- Blocco di testo -
|---|

Sentenza Sentenza Cassazione Civile n. 27736 del 29/10/2019

Cassazione civile sez. VI, 29/10/2019, (ud. 20/06/2019, dep. 29/10/2019), n.27736

LA CORTE SUPREMA DI CASSAZIONE

SEZIONE SESTA CIVILE

SOTTOSEZIONE 3

Composta dagli Ill.mi Sigg.ri Magistrati:

Dott. FRASCA Raffaele – Presidente –

Dott. VINCENTI Enzo – Consigliere –

Dott. IANNELLO Emilio – rel. Consigliere –

Dott. POSITANO Gabriele – Consigliere –

Dott. PELLECCHIA Antonella – Consigliere –

ha pronunciato la seguente:

ORDINANZA

sul ricorso iscritto al n. 14300/2018 R.G. proposto da:

G.N., rappresentata e difesa dall’Avv. Gianpaolo Dalessio

Clementi, con domicilio eletto in Roma, Largo Arenula, n. 26, presso

lo studio dell’Avv. Diletta Fulcheri;

– ricorrente –

contro

S.G.;

– intimato –

avverso la sentenza della Corte d’appello di Genova, n. 953/2017,

depositata il 13 luglio 2017;

Udita la relazione svolta nella camera di consiglio del 20 giugno

2019 dal Consigliere Emilio Iannello.

Fatto

RILEVATO

che:

1. La Corte d’appello di Genova, in riforma della decisione di primo grado e in accoglimento della domanda proposta dall’appellante S.G., ha condannato G.N. a pagargli la somma di Euro 4.105,24, oltre rivalutazione monetaria ed interessi, a titolo di risarcimento dei danni subiti dall’appartamento dello stesso in conseguenza delle infiltrazioni d’acqua provenienti dalla soprastante unità immobiliare di proprietà dell’appellata.

Difformemente dal tribunale ha infatti ritenuto che gli elementi offerti dalla espletata c.t.u. e dalle prove testimoniali assunte dimostrassero, sia pure in base a ragionamento induttivo, tale provenienza delle infiltrazioni.

Centrale importanza ha in particolare attribuito ai lavori di rifacimento delle tubature del bagno dell’appartamento della Grisaffi (più volte definito in motivazione come “fatto costitutivo” non contestato); alla luce di tale dato ha affermato di poter condividere la conclusione, “sia pure induttiva”, del c.t.u. circa la provenienza delle infiltrazioni dall’impianto idrico sanitario del bagno dell’appartamento soprastante, anche in ragione dell’accertato mancato ripetersi delle infiltrazioni dopo l’esecuzione di tali lavori e della diversa collocazione e provenienza delle tracce successivamente rinvenute.

|---|

- Consegna -
In base all'ordinanza, spiega in una-tre frasi perché la Corte d'appello di Genova ha condiviso la conclusione del c.t.u. sulla provenienza delle infiltrazioni. Le righe riportate qui non hanno alcun legame con l'ordinanza.

(Registrazioni)
|---|

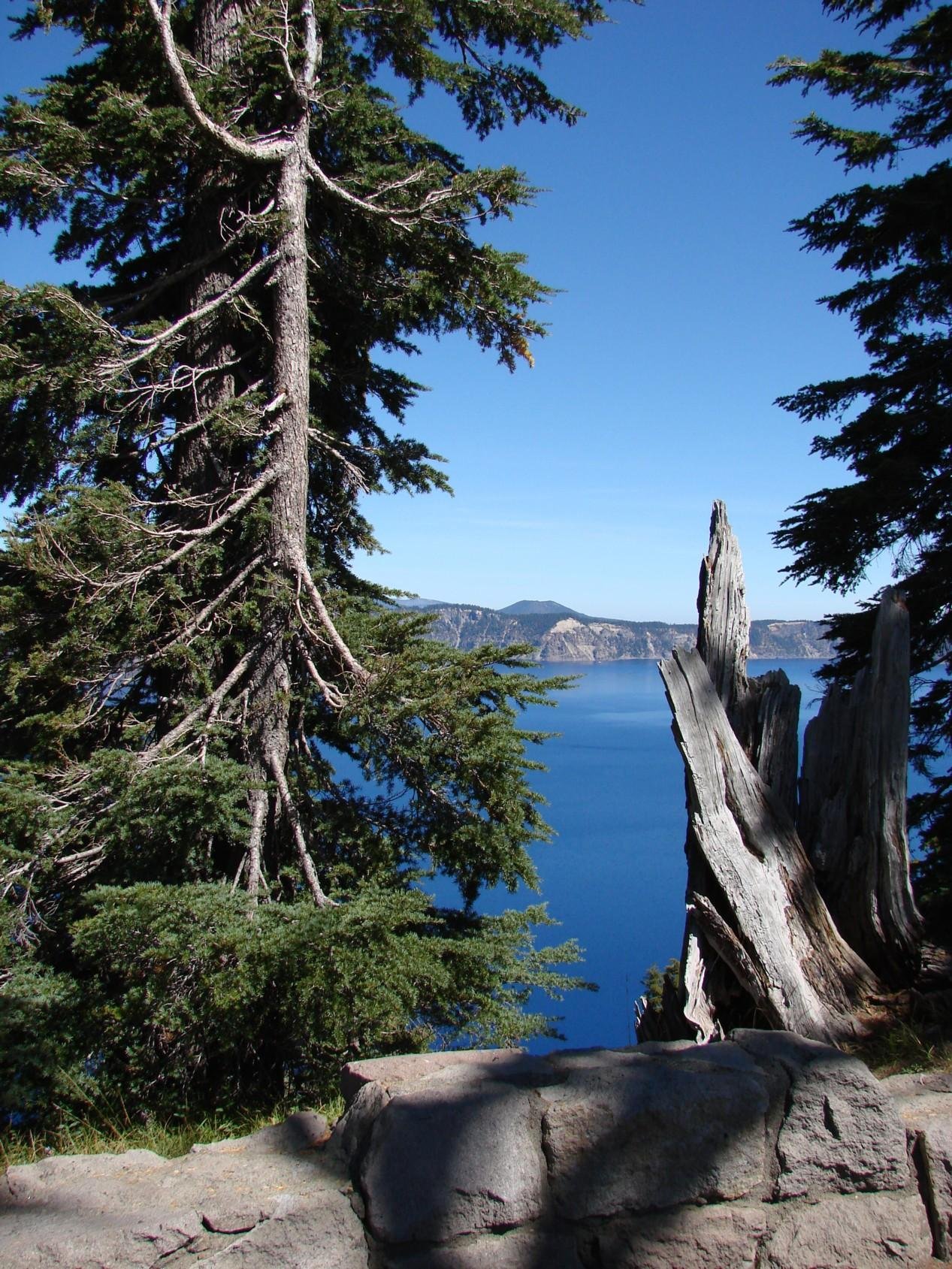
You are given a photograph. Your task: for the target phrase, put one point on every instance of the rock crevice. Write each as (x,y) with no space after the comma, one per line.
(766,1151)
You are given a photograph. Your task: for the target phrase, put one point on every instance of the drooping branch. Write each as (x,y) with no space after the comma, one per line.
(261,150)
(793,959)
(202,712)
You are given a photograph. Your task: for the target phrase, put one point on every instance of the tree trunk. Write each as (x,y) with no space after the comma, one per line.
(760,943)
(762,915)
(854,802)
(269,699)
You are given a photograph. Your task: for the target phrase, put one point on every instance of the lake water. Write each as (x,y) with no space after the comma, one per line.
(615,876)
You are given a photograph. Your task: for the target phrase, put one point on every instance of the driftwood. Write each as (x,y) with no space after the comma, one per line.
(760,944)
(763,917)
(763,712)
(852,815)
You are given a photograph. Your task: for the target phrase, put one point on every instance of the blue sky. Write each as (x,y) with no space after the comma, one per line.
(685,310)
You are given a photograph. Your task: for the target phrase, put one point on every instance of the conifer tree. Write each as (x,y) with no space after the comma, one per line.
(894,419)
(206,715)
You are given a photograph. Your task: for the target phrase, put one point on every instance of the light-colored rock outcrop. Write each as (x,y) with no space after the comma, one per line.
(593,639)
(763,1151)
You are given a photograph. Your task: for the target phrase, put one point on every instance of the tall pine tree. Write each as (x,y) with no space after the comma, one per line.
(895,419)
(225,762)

|---|

- Soluzione -
La Corte ha dato centrale importanza ai lavori di rifacimento delle tubature del bagno dell'appartamento soprastante, un fatto non contestato. Ha inoltre considerato che, dopo l'esecuzione di quei lavori, le infiltrazioni non si sono ripetute e che le tracce rinvenute in seguito avevano una diversa collocazione e provenienza.